ИЗВЛЕЧЁННЫЙ ТЕКСТ →
--------------------------------------------------
Из всех них один только Геринг сделал такую попытку, но даже он не произвел запоминающегося впечатления, поскольку тоже пытался оправдаться. Однако в последний момент ему удался финальный жест, и он удалился с подмостков мировой сцены, на которой им поочередно то восхищались, то ненавидели, своим путем. Остальные расплатились сполна. Те, кого не повесили, были переведены в Берлин в тюрьму Шпандау, и до тех пор, пока она остается частично под контролем русских, сомнительно, чтобы мы когда-либо увидели их снова. Те из нас, кого судьба пощадила, должны были снова столкнуться лицом к лицу с реалиями жизни. Я решил покинуть тюрьму, каковы бы ни были для меня последствия.
Нацисты ввели систему повторных арестов людей, оправдание которых обычными судами не встречало их одобрения. Такие же методы баварская полиция продолжала использовать и под самым носом у оккупационных властей. Поначалу меня физически не взяли под стражу, а только учредили за мной полицейский надзор и приказали не покидать Нюрнберга. В разрушенном и переполненном людьми городе мой старый товарищ по службе в уланах, бывший начальник полиции Адам, предложил мне комнату в своем доме. Он был женат на еврейке, которой удалось пережить все нацистские погромы. Теперь она посвятила свое время заботам обо мне с женой и одной из наших дочерей. Мы постоянно находились под охраной полиции.
Мое здоровье было так сильно подорвано, что мне пришлось просить разрешения перебраться в лечебницу, находившуюся неподалеку от Нюрнберга. Когда местные коммунисты прослышали об этом, то стали угрожать исправить ошибку в приговоре Нюрнбергского трибунала и вздернуть меня. Несмотря на то что я настаивал на своей полной невиновности, председатель местного суда по делам о денацификации герр Закс запретил мне переезжать. Меня направили в городскую больницу. Тогда комитет больничных служащих встретился со мной и потребовал, чтобы я немедленно убирался. Больница, заявили они, не предназначена для лечения таких преступников, как я. Главный врач протестовал, но я был вынужден уехать и в конце концов нашел убежище в больнице Святой Терезы, где католические сестры-монахини были хозяйками в своем доме и могли не обращать внимания на беспорядки окружающего мира. Тем не менее у входа по-прежнему дежурил полицейский.
--------------------------------------------------
ИСХОДНЫЕ ДАННЫЕ →
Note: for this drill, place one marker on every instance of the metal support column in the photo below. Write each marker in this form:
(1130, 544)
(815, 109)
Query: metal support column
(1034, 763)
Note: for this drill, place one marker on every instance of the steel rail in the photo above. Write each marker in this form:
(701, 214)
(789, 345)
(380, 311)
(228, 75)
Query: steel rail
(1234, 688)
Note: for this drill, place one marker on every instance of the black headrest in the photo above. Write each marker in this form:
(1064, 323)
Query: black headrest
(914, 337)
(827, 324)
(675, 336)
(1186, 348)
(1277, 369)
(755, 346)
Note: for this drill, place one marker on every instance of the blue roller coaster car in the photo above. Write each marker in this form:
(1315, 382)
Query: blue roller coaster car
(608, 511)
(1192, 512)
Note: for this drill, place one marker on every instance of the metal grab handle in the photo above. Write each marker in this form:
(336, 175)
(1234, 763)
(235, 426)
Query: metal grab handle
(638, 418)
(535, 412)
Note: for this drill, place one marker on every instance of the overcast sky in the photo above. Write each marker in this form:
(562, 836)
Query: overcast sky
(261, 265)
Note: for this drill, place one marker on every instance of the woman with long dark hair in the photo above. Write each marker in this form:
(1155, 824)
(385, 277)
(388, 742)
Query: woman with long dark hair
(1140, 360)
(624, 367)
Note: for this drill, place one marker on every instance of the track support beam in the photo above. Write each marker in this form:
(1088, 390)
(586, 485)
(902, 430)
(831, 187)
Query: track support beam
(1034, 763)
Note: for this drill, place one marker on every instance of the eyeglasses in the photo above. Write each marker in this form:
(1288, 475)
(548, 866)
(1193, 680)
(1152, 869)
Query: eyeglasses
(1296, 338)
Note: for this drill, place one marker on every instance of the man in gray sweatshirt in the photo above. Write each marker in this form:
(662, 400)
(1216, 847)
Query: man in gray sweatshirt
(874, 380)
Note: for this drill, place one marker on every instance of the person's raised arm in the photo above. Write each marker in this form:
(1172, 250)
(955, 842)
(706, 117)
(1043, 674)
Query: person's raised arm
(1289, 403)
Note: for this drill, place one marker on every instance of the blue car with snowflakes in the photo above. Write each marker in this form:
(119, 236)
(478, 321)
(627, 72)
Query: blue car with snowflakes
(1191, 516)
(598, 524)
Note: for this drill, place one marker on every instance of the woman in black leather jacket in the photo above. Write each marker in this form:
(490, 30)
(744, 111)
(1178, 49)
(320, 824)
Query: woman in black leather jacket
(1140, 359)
--------------------------------------------------
ЗАДАНИЕ →
Ответьте коротко на вопросы по извлечённому тексту:
1. Куда перевели тех, кого не повесили?
2. Кто предложил рассказчику комнату в своём доме в Нюрнберге?
3. В какой больнице рассказчик в конце концов нашёл убежище?

РЕШЕНИЕ ЗАДАЧИ →
1. В Берлин, в тюрьму Шпандау.
2. Старый товарищ по службе в уланах, бывший начальник полиции Адам.
3. В больнице Святой Терезы.